(Document segment begins)
What is Bitcoin?
Bitcoin is a cryptocurrency and a digital payment system invented by an unknown programmer, or a group of programmers, under the name Satoshi Nakamoto. It was released as open-source software in 2009.
First of all, there is a difference between the terms ‘Bitcoin’ and ‘bitcoin’. Bitcoin, where the “b” is capitalised, refers to the entire system itself. It’s like learning a language e.g., “I learned Spanish today.” On the other hand, bitcoins, where the “b” is not capitalised, refers to the actual currency itself. You could say “I spent 10 bitcoins to purchase this item.”
Bitcoins is a form of virtual currency- meaning, if you have bitcoins, you do not physically purchase goods by handing notes or tokens to the seller. Bitcoins are used for electronic purchases and transfers. You can use bitcoins to pay friends, merchants, etc. Every single purchase is immediately logged digitally (on computers) on a transaction log that tracks the time of purchase and who owns how many bitcoins. Think of this transaction log as an audit trail: it contains every single piece of information of every bitcoin transaction. This digital transaction log is called ‘blockchain’.
(Document segment ends)
### Work required
Continue the explainer on Bitcoin, starting right after the sentence "This digital transaction log is called ‘blockchain’."
(Material shown begins)
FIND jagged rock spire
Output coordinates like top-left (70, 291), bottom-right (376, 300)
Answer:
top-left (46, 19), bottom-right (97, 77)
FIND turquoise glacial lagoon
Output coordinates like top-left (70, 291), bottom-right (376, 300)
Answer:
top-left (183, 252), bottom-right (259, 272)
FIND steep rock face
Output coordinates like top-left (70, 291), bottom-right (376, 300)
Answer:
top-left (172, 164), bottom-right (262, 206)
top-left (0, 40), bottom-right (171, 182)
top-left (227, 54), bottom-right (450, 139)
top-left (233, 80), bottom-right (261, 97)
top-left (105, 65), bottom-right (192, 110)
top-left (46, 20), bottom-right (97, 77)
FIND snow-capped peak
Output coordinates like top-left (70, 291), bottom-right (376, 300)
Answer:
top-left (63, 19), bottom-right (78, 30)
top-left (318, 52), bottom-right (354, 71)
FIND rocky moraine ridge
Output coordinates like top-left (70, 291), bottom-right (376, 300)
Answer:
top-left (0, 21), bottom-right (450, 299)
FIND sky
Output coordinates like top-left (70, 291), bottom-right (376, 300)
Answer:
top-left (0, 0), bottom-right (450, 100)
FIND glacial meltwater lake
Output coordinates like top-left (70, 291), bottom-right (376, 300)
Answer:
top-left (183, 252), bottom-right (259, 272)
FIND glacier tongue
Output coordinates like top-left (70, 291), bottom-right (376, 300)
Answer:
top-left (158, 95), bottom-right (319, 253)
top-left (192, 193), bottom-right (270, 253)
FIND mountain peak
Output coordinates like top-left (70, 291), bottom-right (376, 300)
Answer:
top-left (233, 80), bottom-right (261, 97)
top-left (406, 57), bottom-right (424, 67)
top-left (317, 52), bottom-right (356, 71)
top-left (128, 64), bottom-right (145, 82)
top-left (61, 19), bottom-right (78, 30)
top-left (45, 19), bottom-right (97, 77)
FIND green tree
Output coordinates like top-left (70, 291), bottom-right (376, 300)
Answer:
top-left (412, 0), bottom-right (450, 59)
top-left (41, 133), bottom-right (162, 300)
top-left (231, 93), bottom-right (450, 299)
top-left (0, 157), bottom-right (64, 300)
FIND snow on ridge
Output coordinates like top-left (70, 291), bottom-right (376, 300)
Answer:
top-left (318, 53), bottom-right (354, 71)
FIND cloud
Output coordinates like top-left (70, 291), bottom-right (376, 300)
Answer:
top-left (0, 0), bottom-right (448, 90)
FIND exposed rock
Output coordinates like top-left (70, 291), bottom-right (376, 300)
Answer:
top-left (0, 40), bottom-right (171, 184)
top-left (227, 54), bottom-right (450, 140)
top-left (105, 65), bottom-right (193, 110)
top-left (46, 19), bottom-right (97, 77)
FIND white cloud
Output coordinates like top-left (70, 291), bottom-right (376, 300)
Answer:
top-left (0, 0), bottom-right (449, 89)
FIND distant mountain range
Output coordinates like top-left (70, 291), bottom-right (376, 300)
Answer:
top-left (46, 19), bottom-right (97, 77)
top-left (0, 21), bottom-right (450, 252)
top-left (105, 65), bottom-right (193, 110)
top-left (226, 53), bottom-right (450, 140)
(Material shown ends)
### Answer space
The blockchain records every single transaction — of present and past — and the ownership of every single bitcoin in circulation. The people who are constantly verifying the blockchain, ensuring that all the information is correct and updating it each time a transaction is made, are called ‘miners’. One way to think of miners is: they those who confirm transactions. Their job is to ensure that the transaction is secure and processed properly and safely. In return for their services, miners are paid fees by the vendors/merchants of each transaction and are also given physical, minted bitcoins.
How bitcoins work?
Bitcoin is a digital currency that is not tied to a bank or government and allows users to spend money anonymously. The coins are created by users who ‘mine’ them by lending computing power to verify other users’ transactions. They receive bitcoins in exchange. The coins also can be bought and sold on exchanges with U.S. dollars and other currencies.
How much is it worth?
One bitcoin recently traded for $1,734.65, according to Coinbase, a company that helps users exchange bitcoins. That makes it more valuable than an ounce of gold, which trades at less than $1,230. The value of bitcoins can swing sharply, though. A year ago, one was worth $457.04, which means that it’s nearly quadrupled in the last 12 months. But its price doesn’t always go up.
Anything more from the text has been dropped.